* _Exercise description_
Convert every line of the records below into a Markdown table with the columns "Row" and "Line", numbering the rows and skipping blank lines. Leave the pictures out of the table.

Records from a point annotation dataset:

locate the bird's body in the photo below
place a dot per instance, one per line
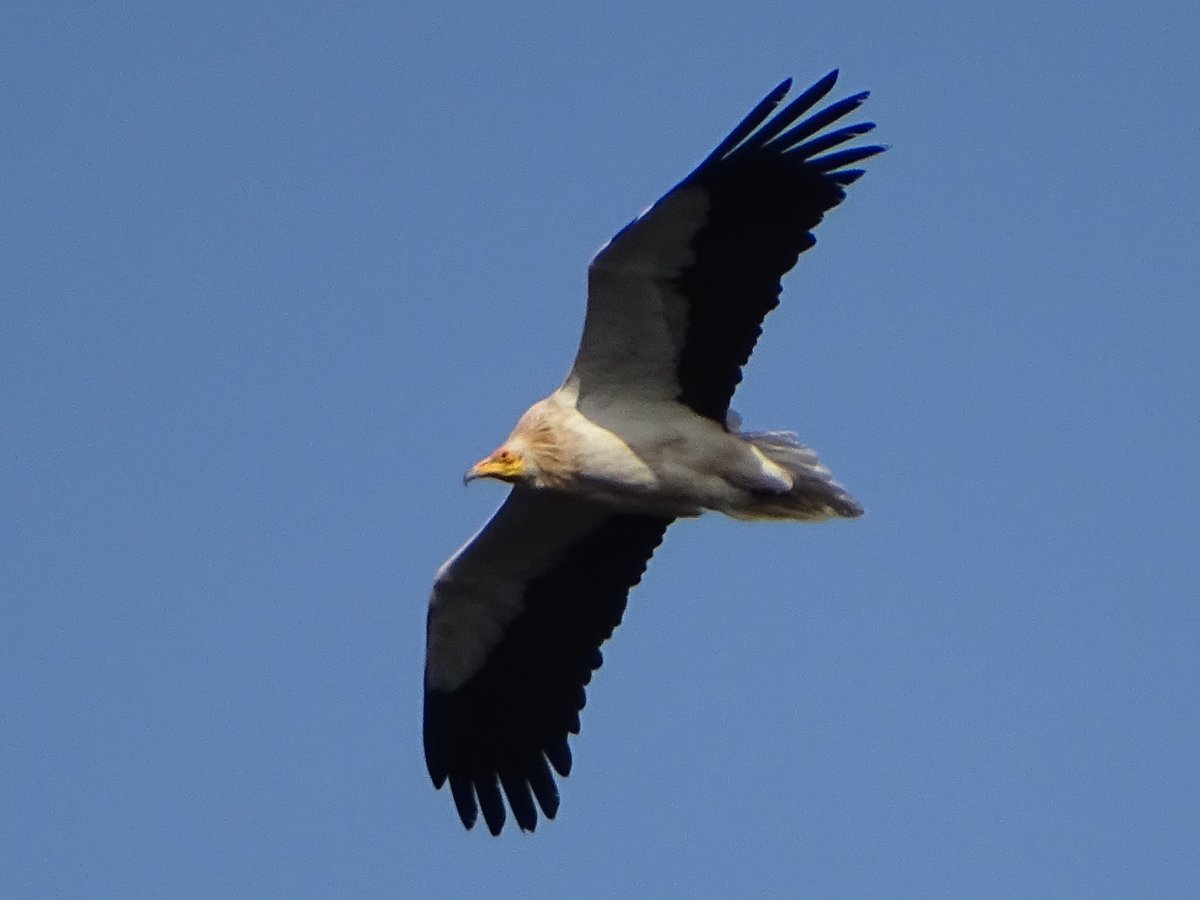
(639, 435)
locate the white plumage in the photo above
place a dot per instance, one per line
(640, 435)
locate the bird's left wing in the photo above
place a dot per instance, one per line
(515, 627)
(677, 298)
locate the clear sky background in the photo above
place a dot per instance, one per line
(273, 276)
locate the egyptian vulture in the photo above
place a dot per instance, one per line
(639, 435)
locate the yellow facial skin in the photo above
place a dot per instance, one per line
(503, 465)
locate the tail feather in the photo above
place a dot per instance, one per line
(815, 495)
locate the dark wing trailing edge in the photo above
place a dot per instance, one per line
(769, 183)
(507, 724)
(677, 298)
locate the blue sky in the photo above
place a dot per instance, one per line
(271, 280)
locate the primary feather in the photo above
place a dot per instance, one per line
(639, 435)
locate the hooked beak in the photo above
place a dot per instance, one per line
(503, 466)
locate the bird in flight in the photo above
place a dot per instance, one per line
(640, 435)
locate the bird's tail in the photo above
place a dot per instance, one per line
(814, 497)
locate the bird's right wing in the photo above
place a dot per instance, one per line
(677, 298)
(515, 627)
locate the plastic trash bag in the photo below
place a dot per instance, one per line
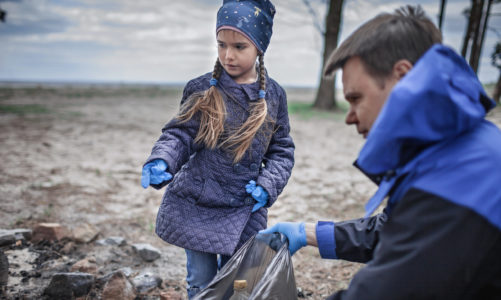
(265, 262)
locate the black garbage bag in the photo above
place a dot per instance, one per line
(265, 263)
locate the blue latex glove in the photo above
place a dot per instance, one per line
(294, 232)
(155, 173)
(258, 193)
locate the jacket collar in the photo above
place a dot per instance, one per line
(439, 99)
(251, 90)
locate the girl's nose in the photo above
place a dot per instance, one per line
(229, 54)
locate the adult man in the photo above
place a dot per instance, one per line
(432, 153)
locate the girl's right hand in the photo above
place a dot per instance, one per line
(155, 172)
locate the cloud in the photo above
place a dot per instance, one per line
(174, 41)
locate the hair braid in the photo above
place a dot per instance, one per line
(212, 112)
(242, 138)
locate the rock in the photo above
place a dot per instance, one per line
(87, 265)
(69, 285)
(10, 236)
(48, 232)
(85, 233)
(104, 279)
(118, 287)
(112, 241)
(146, 282)
(68, 248)
(4, 269)
(147, 251)
(7, 238)
(171, 294)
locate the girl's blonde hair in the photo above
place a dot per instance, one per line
(212, 110)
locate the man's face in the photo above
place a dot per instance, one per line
(364, 94)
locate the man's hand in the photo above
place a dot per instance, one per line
(294, 232)
(155, 172)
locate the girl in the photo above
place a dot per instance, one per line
(228, 151)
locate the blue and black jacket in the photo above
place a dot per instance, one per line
(438, 161)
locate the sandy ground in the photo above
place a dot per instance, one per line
(74, 155)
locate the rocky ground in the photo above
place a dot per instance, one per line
(73, 156)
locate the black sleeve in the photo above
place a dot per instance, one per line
(431, 248)
(356, 239)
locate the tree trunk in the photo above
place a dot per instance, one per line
(326, 97)
(497, 90)
(441, 15)
(477, 50)
(470, 28)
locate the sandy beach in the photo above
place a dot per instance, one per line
(73, 155)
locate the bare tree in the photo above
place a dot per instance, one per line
(442, 13)
(3, 15)
(478, 17)
(326, 96)
(496, 62)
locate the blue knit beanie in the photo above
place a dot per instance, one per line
(253, 18)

* _Written response_
| Row | Line |
|---|---|
| 1 | locate the bird's body in the photo below |
| 2 | place a dot per instance, one per line |
| 3 | (639, 435) |
| 4 | locate the white plumage in the photo above |
| 5 | place a dot per instance, one per line |
| 6 | (640, 435) |
| 7 | locate the bird's left wing in the photo above |
| 8 | place a dot per instance, one per line |
| 9 | (515, 627) |
| 10 | (677, 298) |
| 11 | locate the clear sky background in the photo above |
| 12 | place a dot per instance, one per line |
| 13 | (273, 276) |
| 14 | locate the egyptian vulture in the photo above |
| 15 | place a dot per instance, one per line |
| 16 | (639, 435) |
| 17 | locate the yellow facial skin in the photo above |
| 18 | place a dot per instance, one per line |
| 19 | (503, 465) |
| 20 | locate the tail feather in the photo above |
| 21 | place a dot per instance, one per line |
| 22 | (815, 495) |
| 23 | locate the dark wing trailing edge in the photo above |
| 24 | place a dot per instance, one per line |
| 25 | (769, 183) |
| 26 | (507, 724) |
| 27 | (677, 298) |
| 28 | locate the blue sky in the photo above |
| 29 | place a dot per instance, one per line |
| 30 | (271, 280) |
| 31 | locate the primary feather in the photo above |
| 32 | place a dot per instance, one per line |
| 33 | (639, 435) |
| 34 | locate the hooked beak in the photo above |
| 35 | place a dot per instance, one per line |
| 36 | (503, 466) |
| 37 | locate the bird in flight in the photo above |
| 38 | place a dot per instance, one per line |
| 39 | (640, 435) |
| 40 | locate the bird's tail in the photo above |
| 41 | place a dot per instance, one per line |
| 42 | (814, 497) |
| 43 | locate the bird's right wing in the photo above |
| 44 | place a dot per instance, one per line |
| 45 | (677, 298) |
| 46 | (515, 627) |
| 47 | locate the plastic trash bag in the photo below |
| 48 | place a dot per instance, one per line |
| 49 | (265, 262) |
| 50 | locate the black garbage bag in the photo above |
| 51 | place a dot per instance, one per line |
| 52 | (265, 263) |
| 53 | locate the blue latex glove in the photo above |
| 54 | place a dot per instance, one per line |
| 55 | (294, 232) |
| 56 | (155, 173) |
| 57 | (258, 193) |
| 58 | locate the jacket collar in the photo above |
| 59 | place a dot per instance, one per line |
| 60 | (439, 99) |
| 61 | (251, 90) |
| 62 | locate the girl's nose in the photo above |
| 63 | place a dot per instance, one per line |
| 64 | (229, 54) |
| 65 | locate the adult man in the photo above |
| 66 | place a dot per instance, one per line |
| 67 | (432, 153) |
| 68 | locate the girl's right hand in the photo above |
| 69 | place a dot per instance, one per line |
| 70 | (155, 172) |
| 71 | locate the cloud in the photo above |
| 72 | place a dot per instance, one per line |
| 73 | (174, 41) |
| 74 | locate the hair braid in the photo above |
| 75 | place a dot per instance, one per line |
| 76 | (212, 112) |
| 77 | (242, 138) |
| 78 | locate the rock in the photo above |
| 79 | place a dot per instance, one per line |
| 80 | (87, 265) |
| 81 | (69, 285) |
| 82 | (10, 236) |
| 83 | (48, 232) |
| 84 | (85, 233) |
| 85 | (104, 279) |
| 86 | (118, 287) |
| 87 | (112, 241) |
| 88 | (146, 282) |
| 89 | (68, 248) |
| 90 | (4, 269) |
| 91 | (147, 251) |
| 92 | (7, 238) |
| 93 | (171, 294) |
| 94 | locate the girl's blonde hair in the photo above |
| 95 | place a dot per instance, one per line |
| 96 | (212, 110) |
| 97 | locate the man's face in the photo above |
| 98 | place a dot per instance, one per line |
| 99 | (364, 94) |
| 100 | locate the man's hand in the photo above |
| 101 | place a dot per instance, one per line |
| 102 | (294, 232) |
| 103 | (155, 172) |
| 104 | locate the girl in the photo above |
| 105 | place a dot per instance, one per line |
| 106 | (228, 151) |
| 107 | locate the blue and black jacket in the photo above |
| 108 | place a dot per instance, one per line |
| 109 | (438, 161) |
| 110 | locate the sandy ground in the photo above |
| 111 | place a dot per instance, one per line |
| 112 | (74, 155) |
| 113 | locate the rocky ground in the photo above |
| 114 | place a dot per instance, one per line |
| 115 | (73, 156) |
| 116 | locate the black sleeve in the photo above |
| 117 | place a dot per instance, one per line |
| 118 | (431, 248) |
| 119 | (356, 239) |
| 120 | locate the tree trunk in the photo above |
| 121 | place a dot per instance, one per line |
| 122 | (326, 97) |
| 123 | (497, 90) |
| 124 | (441, 15) |
| 125 | (477, 50) |
| 126 | (470, 28) |
| 127 | locate the sandy beach in the photo above |
| 128 | place a dot per instance, one per line |
| 129 | (73, 155) |
| 130 | locate the bare tree in the photo above |
| 131 | place a dot per instance, one per line |
| 132 | (442, 13) |
| 133 | (3, 15) |
| 134 | (478, 17) |
| 135 | (326, 96) |
| 136 | (496, 62) |
| 137 | locate the blue knit beanie in the photo above |
| 138 | place a dot per instance, one per line |
| 139 | (253, 18) |